(Text passage begins)

Mrs. Hound and I eat a lot of rice, as do many of our friends and relatives, and a couple of billion other people around the world, and according to some recent studies done by the FDA, rice and rice products are chock full of arsenic.
The report of the FDA study says that specific results have been released so people will be able to “manage possible arsenic-related risks associated” with consuming these products. Really? And what ARE these risks? Well, the same report says that the “levels [the] FDA found in its testing are too low to cause immediate or short-term adverse health effects”, BUT that the FDA will NOW do additional work centering on figuring out exactly what LONG RANGE effects there will be from such consumption of arsenic.
for other health problems in later life.”
The FDA has disseminated various information and materials on their site, and through various blogs, that recommend that consumers need to vary their diets, and eat barley, quinoa, oats, wheat, and keep away from a daily dose,.. eh,… serving, of rice.
There is no national standard for allowable or “safe” levels of arsenic per serving of any food, but the EPA does have such a standard for drinking water, and that is 10 parts per billion, which translates to 10 micrograms per liter of water. Of even more interest is the fact that the State of New Jersey has its own safe arsenic level for drinking water,
|and their standard is one-half of the EPA’s standard, five parts per billion, which translates to five micrograms per liter. Check that against the chart below.

(Text passage ends)
(Dataset entries begins)

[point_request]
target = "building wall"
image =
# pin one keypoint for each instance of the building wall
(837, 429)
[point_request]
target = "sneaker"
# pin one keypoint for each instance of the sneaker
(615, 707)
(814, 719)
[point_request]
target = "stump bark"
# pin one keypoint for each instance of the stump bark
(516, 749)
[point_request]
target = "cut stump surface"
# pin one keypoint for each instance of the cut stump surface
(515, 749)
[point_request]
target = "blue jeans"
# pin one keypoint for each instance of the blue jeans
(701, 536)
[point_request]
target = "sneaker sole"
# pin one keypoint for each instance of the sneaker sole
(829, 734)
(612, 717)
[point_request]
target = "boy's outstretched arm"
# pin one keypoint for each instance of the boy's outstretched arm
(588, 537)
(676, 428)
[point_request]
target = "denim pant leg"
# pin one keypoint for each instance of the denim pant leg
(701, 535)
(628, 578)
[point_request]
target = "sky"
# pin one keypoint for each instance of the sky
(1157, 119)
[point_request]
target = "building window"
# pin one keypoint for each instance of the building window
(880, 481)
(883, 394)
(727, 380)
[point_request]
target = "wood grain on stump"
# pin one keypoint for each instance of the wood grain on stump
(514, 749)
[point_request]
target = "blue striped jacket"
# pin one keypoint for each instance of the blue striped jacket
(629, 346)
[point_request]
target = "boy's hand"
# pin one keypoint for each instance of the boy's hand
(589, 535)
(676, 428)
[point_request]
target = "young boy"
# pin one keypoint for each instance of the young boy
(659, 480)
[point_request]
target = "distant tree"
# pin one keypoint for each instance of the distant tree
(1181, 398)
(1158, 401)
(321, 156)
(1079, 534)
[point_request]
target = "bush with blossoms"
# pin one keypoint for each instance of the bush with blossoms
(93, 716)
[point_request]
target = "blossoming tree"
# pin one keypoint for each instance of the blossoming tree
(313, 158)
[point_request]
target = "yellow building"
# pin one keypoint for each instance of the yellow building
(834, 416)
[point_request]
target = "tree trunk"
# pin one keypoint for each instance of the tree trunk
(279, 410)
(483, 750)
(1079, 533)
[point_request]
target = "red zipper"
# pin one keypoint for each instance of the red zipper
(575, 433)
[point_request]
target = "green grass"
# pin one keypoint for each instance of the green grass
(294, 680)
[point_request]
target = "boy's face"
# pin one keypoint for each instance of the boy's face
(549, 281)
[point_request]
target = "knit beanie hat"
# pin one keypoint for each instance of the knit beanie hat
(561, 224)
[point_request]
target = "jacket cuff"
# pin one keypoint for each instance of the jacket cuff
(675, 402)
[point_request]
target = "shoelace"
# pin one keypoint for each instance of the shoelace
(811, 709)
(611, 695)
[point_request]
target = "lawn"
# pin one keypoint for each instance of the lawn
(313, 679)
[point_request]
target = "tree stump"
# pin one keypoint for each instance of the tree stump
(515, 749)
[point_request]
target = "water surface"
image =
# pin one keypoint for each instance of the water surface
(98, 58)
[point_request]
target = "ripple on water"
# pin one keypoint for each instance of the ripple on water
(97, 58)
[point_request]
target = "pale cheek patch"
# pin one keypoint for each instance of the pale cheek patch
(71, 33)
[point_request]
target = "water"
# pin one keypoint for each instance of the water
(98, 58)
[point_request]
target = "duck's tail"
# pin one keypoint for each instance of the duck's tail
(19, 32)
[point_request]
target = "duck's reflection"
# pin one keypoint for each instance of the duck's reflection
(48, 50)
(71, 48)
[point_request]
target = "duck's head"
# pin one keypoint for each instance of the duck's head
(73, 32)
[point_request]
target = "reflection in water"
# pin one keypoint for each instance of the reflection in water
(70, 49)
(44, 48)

(Dataset entries ends)
(Dataset entries begins)

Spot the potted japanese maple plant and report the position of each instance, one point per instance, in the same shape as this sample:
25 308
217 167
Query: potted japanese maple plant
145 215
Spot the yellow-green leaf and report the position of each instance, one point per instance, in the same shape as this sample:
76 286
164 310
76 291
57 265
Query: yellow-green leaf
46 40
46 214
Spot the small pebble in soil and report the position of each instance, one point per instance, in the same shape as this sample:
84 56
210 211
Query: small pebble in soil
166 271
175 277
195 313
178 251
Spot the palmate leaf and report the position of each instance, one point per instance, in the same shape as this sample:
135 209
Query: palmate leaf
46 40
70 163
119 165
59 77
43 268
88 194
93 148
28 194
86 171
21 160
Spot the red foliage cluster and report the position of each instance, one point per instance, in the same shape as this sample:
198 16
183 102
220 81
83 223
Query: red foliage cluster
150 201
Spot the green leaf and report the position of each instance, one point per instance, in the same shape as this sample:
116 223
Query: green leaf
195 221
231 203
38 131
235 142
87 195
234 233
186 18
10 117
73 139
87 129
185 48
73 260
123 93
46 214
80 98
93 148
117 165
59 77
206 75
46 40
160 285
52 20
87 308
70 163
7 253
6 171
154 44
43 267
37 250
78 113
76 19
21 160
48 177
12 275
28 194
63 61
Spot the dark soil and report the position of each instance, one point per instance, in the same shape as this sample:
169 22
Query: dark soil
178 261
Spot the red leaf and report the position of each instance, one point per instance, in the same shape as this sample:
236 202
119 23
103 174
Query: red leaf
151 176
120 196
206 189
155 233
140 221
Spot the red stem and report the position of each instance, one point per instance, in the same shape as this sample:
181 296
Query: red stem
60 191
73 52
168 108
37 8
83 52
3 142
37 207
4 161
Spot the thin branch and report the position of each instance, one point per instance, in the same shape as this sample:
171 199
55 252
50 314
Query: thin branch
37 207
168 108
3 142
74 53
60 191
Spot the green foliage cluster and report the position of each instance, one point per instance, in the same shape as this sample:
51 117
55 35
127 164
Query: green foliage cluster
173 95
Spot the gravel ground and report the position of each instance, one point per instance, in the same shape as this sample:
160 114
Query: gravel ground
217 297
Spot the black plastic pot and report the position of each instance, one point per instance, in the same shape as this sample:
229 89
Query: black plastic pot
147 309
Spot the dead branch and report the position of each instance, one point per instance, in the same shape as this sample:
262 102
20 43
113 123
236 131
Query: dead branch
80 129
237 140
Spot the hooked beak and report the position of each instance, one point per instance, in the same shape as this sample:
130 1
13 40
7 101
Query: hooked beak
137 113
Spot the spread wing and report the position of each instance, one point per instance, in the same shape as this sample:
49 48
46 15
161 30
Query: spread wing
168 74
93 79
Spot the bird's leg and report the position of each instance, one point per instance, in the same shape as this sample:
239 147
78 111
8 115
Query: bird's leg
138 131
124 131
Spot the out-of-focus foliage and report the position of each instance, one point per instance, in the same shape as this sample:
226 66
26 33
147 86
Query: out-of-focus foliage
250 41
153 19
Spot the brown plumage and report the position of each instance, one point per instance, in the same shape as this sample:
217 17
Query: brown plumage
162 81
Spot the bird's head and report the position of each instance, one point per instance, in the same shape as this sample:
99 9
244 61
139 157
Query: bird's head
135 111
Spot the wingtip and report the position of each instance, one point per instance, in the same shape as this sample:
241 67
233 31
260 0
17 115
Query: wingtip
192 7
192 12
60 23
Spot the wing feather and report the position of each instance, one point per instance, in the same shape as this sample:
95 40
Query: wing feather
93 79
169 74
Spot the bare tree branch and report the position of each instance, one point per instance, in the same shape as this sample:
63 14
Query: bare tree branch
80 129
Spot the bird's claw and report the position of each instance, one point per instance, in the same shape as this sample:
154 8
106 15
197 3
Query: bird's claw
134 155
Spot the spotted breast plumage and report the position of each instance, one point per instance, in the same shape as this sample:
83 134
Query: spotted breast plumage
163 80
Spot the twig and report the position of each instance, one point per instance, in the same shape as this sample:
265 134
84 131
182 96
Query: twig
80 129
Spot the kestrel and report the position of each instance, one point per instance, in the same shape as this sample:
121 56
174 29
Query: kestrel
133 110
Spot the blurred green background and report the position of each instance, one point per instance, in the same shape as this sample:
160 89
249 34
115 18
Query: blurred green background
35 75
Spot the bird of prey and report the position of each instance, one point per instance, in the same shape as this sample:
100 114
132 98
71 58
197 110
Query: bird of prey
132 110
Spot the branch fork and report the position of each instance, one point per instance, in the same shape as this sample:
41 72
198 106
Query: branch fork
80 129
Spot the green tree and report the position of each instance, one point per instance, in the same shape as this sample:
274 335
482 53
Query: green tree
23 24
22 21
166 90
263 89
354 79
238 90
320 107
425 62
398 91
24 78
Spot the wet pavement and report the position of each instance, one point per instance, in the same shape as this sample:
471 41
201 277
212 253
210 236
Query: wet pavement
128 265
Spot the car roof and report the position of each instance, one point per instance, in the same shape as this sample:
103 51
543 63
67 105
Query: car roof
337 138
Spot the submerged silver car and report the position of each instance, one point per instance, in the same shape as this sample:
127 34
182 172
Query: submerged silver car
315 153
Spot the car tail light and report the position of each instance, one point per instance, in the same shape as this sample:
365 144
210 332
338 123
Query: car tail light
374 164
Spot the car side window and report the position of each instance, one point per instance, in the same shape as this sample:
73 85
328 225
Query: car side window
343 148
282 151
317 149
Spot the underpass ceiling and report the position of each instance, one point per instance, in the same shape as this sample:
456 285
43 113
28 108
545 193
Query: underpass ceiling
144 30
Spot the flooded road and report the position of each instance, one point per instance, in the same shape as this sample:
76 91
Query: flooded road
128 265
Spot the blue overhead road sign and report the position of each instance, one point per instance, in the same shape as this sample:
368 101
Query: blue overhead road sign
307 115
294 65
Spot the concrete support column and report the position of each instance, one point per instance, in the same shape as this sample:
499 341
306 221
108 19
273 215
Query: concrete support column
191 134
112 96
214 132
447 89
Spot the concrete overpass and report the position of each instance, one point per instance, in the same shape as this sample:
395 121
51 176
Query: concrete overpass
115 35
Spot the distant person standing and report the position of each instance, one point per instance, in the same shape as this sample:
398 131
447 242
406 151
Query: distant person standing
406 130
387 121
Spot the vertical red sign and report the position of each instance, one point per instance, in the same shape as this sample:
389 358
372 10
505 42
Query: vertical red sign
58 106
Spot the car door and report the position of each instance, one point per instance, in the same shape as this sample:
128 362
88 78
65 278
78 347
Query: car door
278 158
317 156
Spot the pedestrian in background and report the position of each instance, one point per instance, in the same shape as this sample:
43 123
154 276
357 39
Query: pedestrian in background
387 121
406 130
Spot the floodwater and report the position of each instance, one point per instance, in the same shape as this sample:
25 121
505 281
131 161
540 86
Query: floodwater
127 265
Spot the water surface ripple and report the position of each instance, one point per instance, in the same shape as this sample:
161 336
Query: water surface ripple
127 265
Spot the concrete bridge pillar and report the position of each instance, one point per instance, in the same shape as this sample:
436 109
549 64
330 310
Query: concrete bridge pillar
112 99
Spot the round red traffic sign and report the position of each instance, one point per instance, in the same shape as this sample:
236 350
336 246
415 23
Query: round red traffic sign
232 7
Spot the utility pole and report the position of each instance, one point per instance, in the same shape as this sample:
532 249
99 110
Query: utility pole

(Dataset entries ends)

* _Questions on the material_:
a) List every grain that, according to the text on arsenic in rice, the FDA recommends consumers eat.
b) Reproduce the text on arsenic in rice word for word, everything from "The report of" down to "serving, of rice.".
c) Take the text on arsenic in rice further, writing on from its final sentence.

* _Task-by-task outputs_:
a) barley, quinoa, oats, wheat

b)
The report of the FDA study says that specific results have been released so people will be able to “manage possible arsenic-related risks associated” with consuming these products. Really? And what ARE these risks? Well, the same report says that the “levels [the] FDA found in its testing are too low to cause immediate or short-term adverse health effects”, BUT that the FDA will NOW do additional work centering on figuring out exactly what LONG RANGE effects there will be from such consumption of arsenic.
for other health problems in later life.”
The FDA has disseminated various information and materials on their site, and through various blogs, that recommend that consumers need to vary their diets, and eat barley, quinoa, oats, wheat, and keep away from a daily dose,.. eh,… serving, of rice.

c)
So, just where does this arsenic come from, and are rice products in other countries just as potentially dangerous as US supplies? While the FDA makes a point of stating in their report that arsenic is a naturally occurring substance in the environment and that it is found is water, air, soil and various other foods, the US Agency for Toxic Substances and Disease Registry (yes, there IS such an agency, and it is part of the Centers for Disease Control)
has reported that human activity, US human activity, is responsible for increased arsenic levels. The US, they report, is the world’s largest user of arsenic, and that:
1. Though banned in the 1980s, residuals from decades of use of lead-arsenate insecticides remain present yet today in agricultural soil; and
2. Arsenical ingredients are added to animal feed to prevent disease and promote growth (See what I wrote about antibiotic animal food additives just a few days ago).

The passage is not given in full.